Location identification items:
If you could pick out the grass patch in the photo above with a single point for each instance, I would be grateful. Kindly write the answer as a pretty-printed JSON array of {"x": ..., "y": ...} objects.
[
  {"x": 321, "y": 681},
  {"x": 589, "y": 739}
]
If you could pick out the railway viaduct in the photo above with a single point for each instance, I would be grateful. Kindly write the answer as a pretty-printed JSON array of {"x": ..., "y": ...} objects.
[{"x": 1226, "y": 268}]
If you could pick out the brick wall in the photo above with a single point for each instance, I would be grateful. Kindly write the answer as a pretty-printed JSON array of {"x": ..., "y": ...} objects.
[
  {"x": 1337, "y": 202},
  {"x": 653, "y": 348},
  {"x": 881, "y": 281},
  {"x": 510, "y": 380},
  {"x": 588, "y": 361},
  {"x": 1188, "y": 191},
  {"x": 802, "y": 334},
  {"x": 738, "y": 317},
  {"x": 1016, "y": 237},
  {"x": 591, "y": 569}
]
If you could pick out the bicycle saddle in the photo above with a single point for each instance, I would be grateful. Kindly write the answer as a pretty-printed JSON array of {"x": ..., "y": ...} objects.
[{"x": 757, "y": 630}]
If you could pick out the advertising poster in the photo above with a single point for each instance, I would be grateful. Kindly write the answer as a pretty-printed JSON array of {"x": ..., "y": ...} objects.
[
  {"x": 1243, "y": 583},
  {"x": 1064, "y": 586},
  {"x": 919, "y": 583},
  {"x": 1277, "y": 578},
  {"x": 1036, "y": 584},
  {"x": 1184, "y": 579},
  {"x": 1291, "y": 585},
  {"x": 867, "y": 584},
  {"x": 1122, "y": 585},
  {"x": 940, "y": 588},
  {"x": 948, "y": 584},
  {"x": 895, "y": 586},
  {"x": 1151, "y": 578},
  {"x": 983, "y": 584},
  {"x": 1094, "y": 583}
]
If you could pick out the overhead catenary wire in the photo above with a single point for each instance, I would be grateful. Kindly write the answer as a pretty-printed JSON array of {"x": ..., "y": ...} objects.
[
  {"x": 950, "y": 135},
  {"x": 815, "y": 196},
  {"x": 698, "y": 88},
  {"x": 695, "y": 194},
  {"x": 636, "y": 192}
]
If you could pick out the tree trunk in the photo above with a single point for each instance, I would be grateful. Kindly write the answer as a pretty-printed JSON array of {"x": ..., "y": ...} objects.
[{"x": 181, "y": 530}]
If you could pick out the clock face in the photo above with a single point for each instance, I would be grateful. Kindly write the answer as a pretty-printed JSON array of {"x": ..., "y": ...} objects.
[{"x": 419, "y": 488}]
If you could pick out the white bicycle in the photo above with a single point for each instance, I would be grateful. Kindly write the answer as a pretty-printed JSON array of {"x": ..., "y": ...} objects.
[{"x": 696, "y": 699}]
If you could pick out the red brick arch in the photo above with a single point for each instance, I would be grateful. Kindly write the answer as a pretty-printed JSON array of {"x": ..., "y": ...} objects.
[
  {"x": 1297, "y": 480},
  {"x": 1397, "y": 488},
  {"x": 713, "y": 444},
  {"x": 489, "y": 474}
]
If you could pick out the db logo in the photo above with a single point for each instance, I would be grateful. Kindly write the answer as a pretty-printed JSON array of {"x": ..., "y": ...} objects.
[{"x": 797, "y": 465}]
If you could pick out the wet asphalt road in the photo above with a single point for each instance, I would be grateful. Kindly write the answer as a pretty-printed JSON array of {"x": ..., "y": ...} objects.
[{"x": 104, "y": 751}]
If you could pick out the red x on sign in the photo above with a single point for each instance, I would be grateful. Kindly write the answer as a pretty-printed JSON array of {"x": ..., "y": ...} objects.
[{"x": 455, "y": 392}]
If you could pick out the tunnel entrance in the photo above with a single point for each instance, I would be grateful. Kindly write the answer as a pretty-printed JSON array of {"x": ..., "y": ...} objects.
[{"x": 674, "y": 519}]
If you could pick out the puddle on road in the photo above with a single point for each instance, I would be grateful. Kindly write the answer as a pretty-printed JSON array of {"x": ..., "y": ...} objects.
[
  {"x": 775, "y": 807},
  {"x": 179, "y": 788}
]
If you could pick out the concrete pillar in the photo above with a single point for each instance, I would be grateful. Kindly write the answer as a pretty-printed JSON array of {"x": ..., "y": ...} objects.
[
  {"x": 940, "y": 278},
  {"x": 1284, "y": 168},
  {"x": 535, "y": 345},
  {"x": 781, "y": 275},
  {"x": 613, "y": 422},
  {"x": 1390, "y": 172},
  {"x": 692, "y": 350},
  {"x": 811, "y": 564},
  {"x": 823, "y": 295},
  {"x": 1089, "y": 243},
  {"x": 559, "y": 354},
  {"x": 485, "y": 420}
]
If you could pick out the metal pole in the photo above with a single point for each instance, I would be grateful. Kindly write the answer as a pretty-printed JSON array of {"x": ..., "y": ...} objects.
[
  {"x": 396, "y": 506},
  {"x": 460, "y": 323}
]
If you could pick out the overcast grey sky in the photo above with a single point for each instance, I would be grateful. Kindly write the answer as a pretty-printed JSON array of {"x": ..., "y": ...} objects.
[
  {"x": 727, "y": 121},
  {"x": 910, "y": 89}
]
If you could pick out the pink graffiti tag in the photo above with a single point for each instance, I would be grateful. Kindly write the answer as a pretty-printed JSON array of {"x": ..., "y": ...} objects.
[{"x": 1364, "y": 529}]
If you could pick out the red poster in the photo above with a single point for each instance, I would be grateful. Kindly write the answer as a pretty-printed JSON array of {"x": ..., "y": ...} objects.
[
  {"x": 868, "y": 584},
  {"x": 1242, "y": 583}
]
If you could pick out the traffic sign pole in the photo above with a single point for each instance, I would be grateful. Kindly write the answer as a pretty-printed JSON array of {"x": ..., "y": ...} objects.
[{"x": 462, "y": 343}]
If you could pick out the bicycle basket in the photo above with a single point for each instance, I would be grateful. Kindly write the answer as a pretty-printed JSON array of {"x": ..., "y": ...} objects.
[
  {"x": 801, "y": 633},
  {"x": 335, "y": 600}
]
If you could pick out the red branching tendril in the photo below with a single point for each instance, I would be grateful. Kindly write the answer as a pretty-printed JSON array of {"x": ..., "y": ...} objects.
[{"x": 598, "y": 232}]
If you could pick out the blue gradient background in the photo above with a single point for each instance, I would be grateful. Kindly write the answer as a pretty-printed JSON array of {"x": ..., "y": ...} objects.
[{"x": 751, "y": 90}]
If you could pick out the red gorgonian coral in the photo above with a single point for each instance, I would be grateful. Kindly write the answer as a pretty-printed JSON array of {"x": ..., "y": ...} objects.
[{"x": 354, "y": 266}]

> **Required work**
Starting with the line that contains "If you could pick out the red gorgonian" and going on through the end of the records, write those lines out again with the requests included, shifting every coordinate in the answers up by 15.

> **Result**
If you could pick out the red gorgonian coral in the photo above with a single point for each instance, I would be grateful. Kindly write the answer as a pretty-printed JSON array of {"x": ..., "y": ...} objects.
[{"x": 369, "y": 281}]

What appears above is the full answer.